I’m at my most cat-like when I’m starting a roll of toilet paper.
If Twitter has taught me anything it’s
[several hours later]
time management.
Winner of unnecessarily terrifying headline of the year announced:
my proudest tweet
I’ve taken sex off the table on first dates, much to the relief of everyone else at the restaurant.
Ok guys, if anyone asks about what happened to this gallon of ice cream, I was mugged by a family of 8.
No thanks, NASCAR. If I wanted to spend 8 hrs watching a car drive around in a big circle, I’d go on a road trip with my mom.
Table for six please?
“Is your party coming soon or?”
[Takes 4 turtles and a rat out from coat] I’m going to need booster seats
34 year old male arrested for having sex with a clock in the middle of a Target®. now he’s doing time for doing time
Directions: Allow food to sit and cool for five minutes before eating.
Me: No.
[Wife finds me crying on kitchen floor]
Me: I fell & spilled honey on myself.
Wife:
Me: Will you ki
Wife: I’m not kissing your Honey Boo Boo
How many times do you have to click “I accept cookies” before they send you the cookies?
911: Could you hide in the closet?
Me: yes oh God no, there’s no room!
911: Under the bed?
Me: I can’t fit!!

......

GIVEN REQUEST A: In the joke collection, what does the speaker take out from a coat after asking for a table for six?
GIVEN REQUEST B: From the joke collection, repeat the part that opens with the words containing "Winner of unnecessarily" and closes with "honey on myself.".
GIVEN REQUEST C: Pick up the joke collection where it stops and continue it.
The listing is not needed for any of this work.

......

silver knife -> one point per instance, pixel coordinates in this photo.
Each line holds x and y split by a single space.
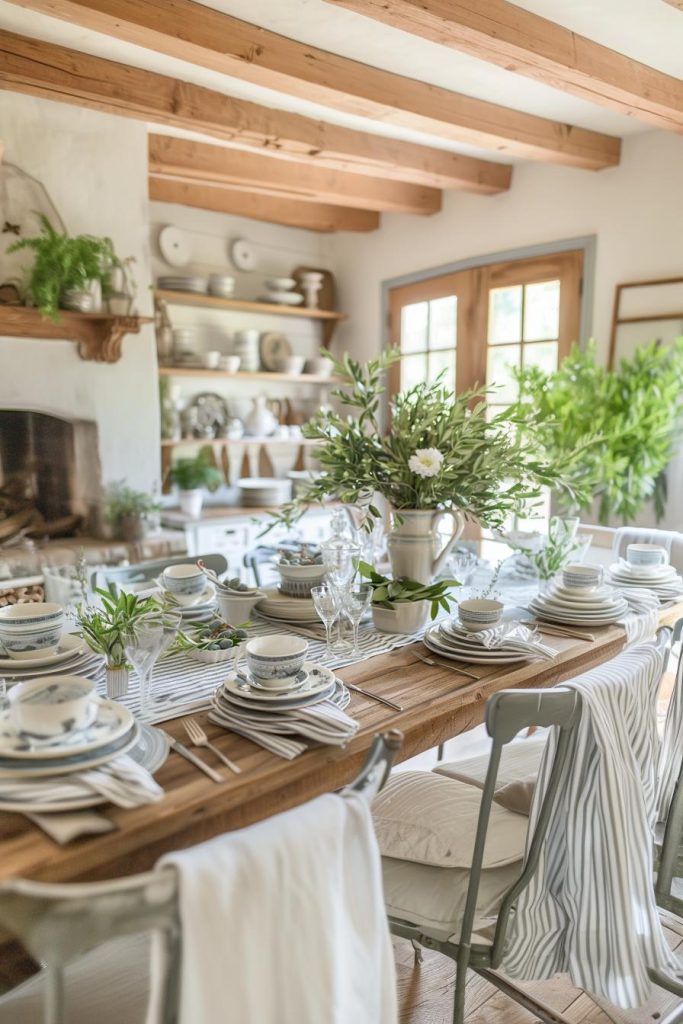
188 756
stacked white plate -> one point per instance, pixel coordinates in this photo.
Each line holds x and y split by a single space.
662 580
288 609
184 283
256 492
453 641
580 606
47 764
73 657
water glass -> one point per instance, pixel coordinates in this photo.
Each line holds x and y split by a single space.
144 641
355 603
327 604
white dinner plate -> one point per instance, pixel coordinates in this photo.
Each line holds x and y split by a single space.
69 646
113 721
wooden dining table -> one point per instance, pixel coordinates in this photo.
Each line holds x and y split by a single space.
437 704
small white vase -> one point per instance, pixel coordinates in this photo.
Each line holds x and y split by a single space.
117 681
417 549
190 502
403 616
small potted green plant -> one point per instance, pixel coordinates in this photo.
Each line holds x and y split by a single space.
193 476
129 511
65 269
402 605
103 630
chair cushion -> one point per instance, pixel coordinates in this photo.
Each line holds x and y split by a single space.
430 819
516 775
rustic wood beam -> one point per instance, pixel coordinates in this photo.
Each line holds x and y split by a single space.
507 35
42 69
289 212
182 160
208 38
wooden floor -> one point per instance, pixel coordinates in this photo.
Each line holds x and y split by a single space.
426 993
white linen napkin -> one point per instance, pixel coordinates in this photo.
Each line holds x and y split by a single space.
285 922
122 781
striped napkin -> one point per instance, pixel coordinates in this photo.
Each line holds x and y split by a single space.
122 781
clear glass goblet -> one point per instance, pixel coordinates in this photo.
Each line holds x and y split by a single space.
356 601
326 600
144 641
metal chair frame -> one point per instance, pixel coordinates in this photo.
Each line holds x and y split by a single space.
58 924
507 714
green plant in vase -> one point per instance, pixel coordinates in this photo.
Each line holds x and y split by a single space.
193 476
63 264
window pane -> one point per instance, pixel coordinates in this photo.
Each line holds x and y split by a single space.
414 321
505 314
543 354
413 370
443 360
500 364
542 310
442 322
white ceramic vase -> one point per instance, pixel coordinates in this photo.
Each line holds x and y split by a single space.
190 502
417 549
404 616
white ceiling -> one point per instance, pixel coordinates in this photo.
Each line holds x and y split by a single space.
650 31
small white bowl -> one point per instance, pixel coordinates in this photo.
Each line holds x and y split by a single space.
52 706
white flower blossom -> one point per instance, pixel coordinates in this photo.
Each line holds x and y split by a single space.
426 462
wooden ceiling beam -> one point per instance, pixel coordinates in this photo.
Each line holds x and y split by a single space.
42 69
208 38
182 160
288 212
519 41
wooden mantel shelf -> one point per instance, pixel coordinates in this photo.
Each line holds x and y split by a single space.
98 335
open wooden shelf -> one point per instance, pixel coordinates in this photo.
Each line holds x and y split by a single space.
329 317
98 336
259 376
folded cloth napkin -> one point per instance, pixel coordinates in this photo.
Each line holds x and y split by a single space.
122 781
285 922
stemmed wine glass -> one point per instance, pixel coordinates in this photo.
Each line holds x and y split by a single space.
144 641
355 602
326 600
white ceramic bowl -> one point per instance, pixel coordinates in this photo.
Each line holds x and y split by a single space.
183 581
479 613
53 705
274 657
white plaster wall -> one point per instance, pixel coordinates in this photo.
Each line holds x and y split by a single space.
94 169
635 210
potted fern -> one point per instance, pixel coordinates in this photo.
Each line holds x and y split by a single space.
66 269
191 476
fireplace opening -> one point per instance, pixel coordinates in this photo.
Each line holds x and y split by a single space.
51 466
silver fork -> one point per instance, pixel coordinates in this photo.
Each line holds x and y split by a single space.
200 738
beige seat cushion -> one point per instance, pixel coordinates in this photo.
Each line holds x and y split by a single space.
109 985
430 819
516 776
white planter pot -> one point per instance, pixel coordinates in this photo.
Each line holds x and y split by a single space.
117 682
417 549
404 616
190 502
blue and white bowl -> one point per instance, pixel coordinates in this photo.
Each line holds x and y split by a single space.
183 581
28 630
275 656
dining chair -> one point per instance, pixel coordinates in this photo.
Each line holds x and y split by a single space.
146 571
58 924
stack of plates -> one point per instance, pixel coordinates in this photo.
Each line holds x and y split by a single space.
662 580
184 283
113 733
580 606
453 641
287 609
73 657
256 492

......

RESPONSE A: Four turtles and a rat.

RESPONSE B:
Winner of unnecessarily terrifying headline of the year announced:
my proudest tweet
I’ve taken sex off the table on first dates, much to the relief of everyone else at the restaurant.
Ok guys, if anyone asks about what happened to this gallon of ice cream, I was mugged by a family of 8.
No thanks, NASCAR. If I wanted to spend 8 hrs watching a car drive around in a big circle, I’d go on a road trip with my mom.
Table for six please?
“Is your party coming soon or?”
[Takes 4 turtles and a rat out from coat] I’m going to need booster seats
34 year old male arrested for having sex with a clock in the middle of a Target®. now he’s doing time for doing time
Directions: Allow food to sit and cool for five minutes before eating.
Me: No.
[Wife finds me crying on kitchen floor]
Me: I fell & spilled honey on myself.

RESPONSE C:
Son: Coming ready or not
Me: shit
911: shit
[blind date]
Her: Where’s your ink? Your profile said you had a sleeve.
Me: *pulls out sleeve of girl scout cookies*
7 years ago I met my husband, the love of my life and my baby daddy…
It was awkward at first, but they all seem to be getting along now.
guy about to invent alarm clocks: i wish waking up early was worse
[pretends my phone rings while on date] i gotta take this. hello? oh hi [watches date for reaction]… the teenage mutant ninja turtles
Me, first week of school: I packed you a healthy lunch.
Me, one month later: They’re serving mini-corn dogs & pudding, you want school lunch today?
How’s homeschooling going?
I just failed grade 5 math.
Again.
Tried to update the Ryanair app but it downloaded on someone else’s phone 80 miles away.
Instagram’s down? What am I supposed to do with my cat? Stroke it?
I mean, technically aren’t we all “foodies”? I’ve never met anyone who’s like “nothing for me waiter, I’ll just photosynthesize”.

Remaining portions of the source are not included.